(REQUIRED WORK):
Extract every line from the records below that contains the word "white".

(INPUT DATA):
--

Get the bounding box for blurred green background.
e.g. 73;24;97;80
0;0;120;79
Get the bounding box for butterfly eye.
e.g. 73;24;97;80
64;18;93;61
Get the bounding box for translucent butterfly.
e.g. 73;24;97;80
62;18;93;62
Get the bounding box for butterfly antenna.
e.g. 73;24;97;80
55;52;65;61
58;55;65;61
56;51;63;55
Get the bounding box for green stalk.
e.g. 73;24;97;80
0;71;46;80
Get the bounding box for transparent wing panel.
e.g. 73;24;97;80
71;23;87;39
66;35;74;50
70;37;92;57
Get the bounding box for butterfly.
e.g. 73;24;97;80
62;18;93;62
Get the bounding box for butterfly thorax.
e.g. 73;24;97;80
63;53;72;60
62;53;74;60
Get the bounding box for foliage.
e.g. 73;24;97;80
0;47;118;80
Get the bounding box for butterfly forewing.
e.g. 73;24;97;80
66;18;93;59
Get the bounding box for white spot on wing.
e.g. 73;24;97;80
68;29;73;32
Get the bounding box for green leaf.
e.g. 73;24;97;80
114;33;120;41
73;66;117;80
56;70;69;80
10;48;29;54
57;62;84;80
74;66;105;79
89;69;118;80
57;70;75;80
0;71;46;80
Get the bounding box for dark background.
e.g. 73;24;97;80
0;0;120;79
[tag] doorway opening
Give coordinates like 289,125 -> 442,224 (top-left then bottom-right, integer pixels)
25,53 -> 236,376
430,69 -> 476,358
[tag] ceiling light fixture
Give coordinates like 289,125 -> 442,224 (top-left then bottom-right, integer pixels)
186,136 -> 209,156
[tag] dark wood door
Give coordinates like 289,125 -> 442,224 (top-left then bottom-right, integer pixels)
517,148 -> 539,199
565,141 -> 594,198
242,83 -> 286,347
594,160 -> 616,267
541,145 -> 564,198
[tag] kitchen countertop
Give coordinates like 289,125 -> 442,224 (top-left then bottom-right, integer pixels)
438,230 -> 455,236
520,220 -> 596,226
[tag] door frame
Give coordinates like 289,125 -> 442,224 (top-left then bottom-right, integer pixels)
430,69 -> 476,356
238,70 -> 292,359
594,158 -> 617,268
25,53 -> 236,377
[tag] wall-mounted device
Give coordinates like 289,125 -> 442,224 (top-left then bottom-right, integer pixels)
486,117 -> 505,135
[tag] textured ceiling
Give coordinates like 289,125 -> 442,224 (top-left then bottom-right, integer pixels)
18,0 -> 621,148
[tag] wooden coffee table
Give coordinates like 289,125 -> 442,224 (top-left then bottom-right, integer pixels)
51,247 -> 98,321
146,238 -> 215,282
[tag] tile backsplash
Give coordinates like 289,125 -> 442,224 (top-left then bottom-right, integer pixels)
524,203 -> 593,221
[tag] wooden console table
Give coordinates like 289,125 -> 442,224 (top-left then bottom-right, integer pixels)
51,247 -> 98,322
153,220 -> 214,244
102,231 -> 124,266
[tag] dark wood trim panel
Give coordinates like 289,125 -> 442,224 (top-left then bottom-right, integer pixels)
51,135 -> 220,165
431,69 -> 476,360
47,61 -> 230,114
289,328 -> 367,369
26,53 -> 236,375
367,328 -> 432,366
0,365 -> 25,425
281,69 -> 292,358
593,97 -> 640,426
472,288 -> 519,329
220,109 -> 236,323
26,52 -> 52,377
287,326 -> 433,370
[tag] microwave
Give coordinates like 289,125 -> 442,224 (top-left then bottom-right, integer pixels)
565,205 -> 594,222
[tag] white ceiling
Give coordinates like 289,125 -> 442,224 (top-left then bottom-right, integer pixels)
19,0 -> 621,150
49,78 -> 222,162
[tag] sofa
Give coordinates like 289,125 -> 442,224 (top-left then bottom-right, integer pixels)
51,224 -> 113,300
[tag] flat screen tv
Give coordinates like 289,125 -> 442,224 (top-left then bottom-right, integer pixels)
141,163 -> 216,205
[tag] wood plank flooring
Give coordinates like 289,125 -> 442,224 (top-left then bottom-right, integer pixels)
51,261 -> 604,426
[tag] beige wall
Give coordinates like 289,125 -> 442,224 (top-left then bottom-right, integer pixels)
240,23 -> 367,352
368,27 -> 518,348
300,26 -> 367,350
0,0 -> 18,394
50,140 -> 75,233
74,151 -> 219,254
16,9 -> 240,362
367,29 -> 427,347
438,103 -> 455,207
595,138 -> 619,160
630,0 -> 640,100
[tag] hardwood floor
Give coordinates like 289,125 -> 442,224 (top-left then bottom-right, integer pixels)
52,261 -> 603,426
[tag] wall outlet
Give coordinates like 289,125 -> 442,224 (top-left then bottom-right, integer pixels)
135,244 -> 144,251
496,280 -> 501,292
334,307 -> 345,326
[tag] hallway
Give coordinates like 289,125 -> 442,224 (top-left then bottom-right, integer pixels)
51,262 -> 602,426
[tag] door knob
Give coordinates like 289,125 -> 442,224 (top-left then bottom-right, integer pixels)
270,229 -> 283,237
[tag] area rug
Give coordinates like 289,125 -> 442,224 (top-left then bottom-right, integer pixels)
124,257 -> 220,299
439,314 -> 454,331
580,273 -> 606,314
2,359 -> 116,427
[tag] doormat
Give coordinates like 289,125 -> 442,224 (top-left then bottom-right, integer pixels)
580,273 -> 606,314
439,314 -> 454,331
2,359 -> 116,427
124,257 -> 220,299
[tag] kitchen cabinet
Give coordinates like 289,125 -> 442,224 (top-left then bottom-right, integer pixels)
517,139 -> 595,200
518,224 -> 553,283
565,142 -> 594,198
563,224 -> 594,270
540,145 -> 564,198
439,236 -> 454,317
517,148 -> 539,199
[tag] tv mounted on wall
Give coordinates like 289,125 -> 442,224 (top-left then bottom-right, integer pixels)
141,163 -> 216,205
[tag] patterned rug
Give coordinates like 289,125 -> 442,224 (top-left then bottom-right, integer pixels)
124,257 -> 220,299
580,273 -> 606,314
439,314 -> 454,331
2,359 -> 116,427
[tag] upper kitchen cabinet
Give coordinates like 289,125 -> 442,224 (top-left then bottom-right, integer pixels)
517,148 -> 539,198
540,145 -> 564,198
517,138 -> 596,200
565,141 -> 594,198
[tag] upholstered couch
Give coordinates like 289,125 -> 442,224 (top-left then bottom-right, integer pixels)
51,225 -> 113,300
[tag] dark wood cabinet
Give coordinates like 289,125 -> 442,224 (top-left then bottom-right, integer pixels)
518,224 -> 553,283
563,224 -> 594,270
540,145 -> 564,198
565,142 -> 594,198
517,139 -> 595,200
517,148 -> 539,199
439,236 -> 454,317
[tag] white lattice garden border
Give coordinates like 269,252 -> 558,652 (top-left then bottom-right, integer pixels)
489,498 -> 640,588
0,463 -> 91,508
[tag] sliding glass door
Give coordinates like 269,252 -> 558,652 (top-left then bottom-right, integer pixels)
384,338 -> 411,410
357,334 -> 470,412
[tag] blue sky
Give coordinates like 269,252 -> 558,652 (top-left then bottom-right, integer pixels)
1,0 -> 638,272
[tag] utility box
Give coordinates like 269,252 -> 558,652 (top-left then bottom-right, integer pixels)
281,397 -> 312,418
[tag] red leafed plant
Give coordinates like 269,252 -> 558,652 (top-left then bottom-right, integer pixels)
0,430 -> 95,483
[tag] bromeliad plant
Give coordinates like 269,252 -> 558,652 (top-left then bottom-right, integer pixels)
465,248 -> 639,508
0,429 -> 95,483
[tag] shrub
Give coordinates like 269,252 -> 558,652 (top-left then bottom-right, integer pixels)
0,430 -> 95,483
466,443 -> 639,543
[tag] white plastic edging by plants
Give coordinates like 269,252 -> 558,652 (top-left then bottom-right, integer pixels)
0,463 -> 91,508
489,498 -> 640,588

--

(SOLUTION):
Get the bounding box for white spot on wing.
[tag] white ceiling
[tag] white lattice garden border
[tag] white plastic edging by plants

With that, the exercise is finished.